** Work required **
Copy out the stretch of material from the line containing "of the debris" through the line containing "[(599, 505), (32, 254), (8, 311), (709, 192)]", both included, with the requests unchanged. Scale every answer coordinate by 0.8 and round to whole numbers with halves going up, leaving the coordinates in the requests and their sample formats unchanged.

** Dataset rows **

--------------------

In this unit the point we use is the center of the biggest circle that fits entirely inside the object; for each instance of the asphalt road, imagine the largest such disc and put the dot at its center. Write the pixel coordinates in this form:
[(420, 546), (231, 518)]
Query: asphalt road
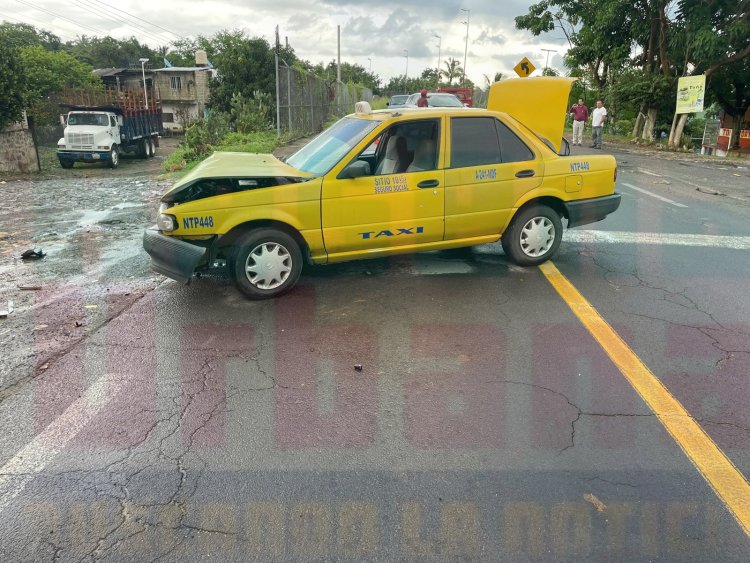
[(487, 422)]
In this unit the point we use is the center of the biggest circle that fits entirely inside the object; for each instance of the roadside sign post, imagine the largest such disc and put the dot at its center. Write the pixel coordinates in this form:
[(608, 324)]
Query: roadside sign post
[(524, 68)]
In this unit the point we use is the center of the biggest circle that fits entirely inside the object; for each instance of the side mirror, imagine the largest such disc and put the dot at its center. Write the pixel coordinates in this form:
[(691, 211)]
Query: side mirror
[(356, 169), (565, 148)]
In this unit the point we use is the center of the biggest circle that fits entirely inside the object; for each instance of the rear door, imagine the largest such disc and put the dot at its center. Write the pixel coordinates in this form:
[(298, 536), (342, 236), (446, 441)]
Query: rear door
[(490, 167)]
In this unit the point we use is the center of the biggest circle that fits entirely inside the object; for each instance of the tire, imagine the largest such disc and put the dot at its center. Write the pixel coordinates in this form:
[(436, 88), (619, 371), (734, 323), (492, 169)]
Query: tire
[(114, 157), (279, 255), (534, 235)]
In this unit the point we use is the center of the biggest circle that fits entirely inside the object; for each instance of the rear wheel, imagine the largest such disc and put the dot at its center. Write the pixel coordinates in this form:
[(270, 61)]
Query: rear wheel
[(534, 235), (266, 263), (114, 157)]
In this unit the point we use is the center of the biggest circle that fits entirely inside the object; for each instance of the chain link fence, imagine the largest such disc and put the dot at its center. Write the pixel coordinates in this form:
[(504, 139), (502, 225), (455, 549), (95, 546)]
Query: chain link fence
[(306, 102)]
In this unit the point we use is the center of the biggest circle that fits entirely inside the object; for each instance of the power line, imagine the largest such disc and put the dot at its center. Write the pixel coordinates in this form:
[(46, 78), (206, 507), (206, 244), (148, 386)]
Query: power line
[(87, 6), (78, 24), (137, 18), (36, 24)]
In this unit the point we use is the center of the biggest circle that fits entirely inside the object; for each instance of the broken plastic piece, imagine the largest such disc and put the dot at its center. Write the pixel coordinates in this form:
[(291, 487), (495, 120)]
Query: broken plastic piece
[(8, 311), (32, 254)]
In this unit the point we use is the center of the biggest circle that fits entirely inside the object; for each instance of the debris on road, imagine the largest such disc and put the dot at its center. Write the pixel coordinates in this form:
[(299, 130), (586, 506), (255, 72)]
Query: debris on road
[(599, 505), (32, 254), (8, 311), (709, 192)]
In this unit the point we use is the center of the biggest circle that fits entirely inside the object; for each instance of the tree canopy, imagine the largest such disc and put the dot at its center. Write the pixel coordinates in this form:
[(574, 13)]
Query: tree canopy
[(633, 51), (12, 85)]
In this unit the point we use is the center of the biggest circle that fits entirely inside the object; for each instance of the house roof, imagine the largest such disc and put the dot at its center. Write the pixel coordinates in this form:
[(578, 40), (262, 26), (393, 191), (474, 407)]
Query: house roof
[(181, 69), (104, 72)]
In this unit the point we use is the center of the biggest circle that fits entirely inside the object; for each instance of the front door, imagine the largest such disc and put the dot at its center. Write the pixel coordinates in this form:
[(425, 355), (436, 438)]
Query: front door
[(400, 203)]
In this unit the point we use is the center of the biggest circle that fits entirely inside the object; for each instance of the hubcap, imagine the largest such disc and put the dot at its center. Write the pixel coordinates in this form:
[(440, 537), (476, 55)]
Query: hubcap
[(537, 236), (268, 265)]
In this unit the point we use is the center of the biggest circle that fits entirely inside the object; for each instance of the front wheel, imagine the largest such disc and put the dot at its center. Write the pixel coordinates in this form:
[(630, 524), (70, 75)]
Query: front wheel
[(114, 157), (534, 236), (266, 263)]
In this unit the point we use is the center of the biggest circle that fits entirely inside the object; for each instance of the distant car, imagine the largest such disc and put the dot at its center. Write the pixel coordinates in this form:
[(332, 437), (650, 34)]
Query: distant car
[(435, 100), (398, 100)]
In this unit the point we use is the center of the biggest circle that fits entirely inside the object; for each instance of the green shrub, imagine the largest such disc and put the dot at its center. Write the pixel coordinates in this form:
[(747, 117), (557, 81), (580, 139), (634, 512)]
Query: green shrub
[(251, 114), (201, 135)]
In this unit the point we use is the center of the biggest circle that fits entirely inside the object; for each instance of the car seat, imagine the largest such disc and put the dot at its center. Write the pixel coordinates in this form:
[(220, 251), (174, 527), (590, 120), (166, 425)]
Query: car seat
[(395, 156), (424, 156)]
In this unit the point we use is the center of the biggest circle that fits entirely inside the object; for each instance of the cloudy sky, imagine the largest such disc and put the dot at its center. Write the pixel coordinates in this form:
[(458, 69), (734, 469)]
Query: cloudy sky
[(376, 33)]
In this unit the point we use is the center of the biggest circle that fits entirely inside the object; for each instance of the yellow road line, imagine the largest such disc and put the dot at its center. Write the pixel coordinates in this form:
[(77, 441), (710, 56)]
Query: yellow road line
[(726, 480)]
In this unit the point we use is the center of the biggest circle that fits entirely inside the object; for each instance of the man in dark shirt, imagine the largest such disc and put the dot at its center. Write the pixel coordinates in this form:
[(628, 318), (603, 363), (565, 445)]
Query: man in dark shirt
[(580, 114)]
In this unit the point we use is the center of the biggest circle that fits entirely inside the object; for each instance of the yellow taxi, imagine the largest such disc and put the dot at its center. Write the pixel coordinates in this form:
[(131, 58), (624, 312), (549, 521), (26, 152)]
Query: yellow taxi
[(379, 183)]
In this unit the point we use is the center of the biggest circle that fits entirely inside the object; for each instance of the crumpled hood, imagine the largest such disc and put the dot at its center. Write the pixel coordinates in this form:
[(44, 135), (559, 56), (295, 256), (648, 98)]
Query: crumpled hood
[(540, 103), (241, 165)]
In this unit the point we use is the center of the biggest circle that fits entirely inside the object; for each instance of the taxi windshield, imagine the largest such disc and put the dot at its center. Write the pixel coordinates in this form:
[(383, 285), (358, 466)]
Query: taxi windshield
[(324, 151)]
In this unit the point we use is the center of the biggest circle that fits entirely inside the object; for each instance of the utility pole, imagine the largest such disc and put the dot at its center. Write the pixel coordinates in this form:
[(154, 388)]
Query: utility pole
[(338, 62), (547, 61), (440, 44), (466, 46)]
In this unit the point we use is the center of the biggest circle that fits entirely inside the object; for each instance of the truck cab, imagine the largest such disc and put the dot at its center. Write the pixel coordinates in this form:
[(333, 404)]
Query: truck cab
[(90, 136)]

--------------------

** Response to the exercise **
In this unit the point we use is the center of the biggest circle that fits entirely inside the object; for each instance of the debris on road, imagine the largest such disc and put the dot at its center. Write the pixel coordinates in this form:
[(299, 130), (586, 506), (255, 72)]
Query: debris on road
[(479, 404), (26, 203), (6, 249), (567, 154)]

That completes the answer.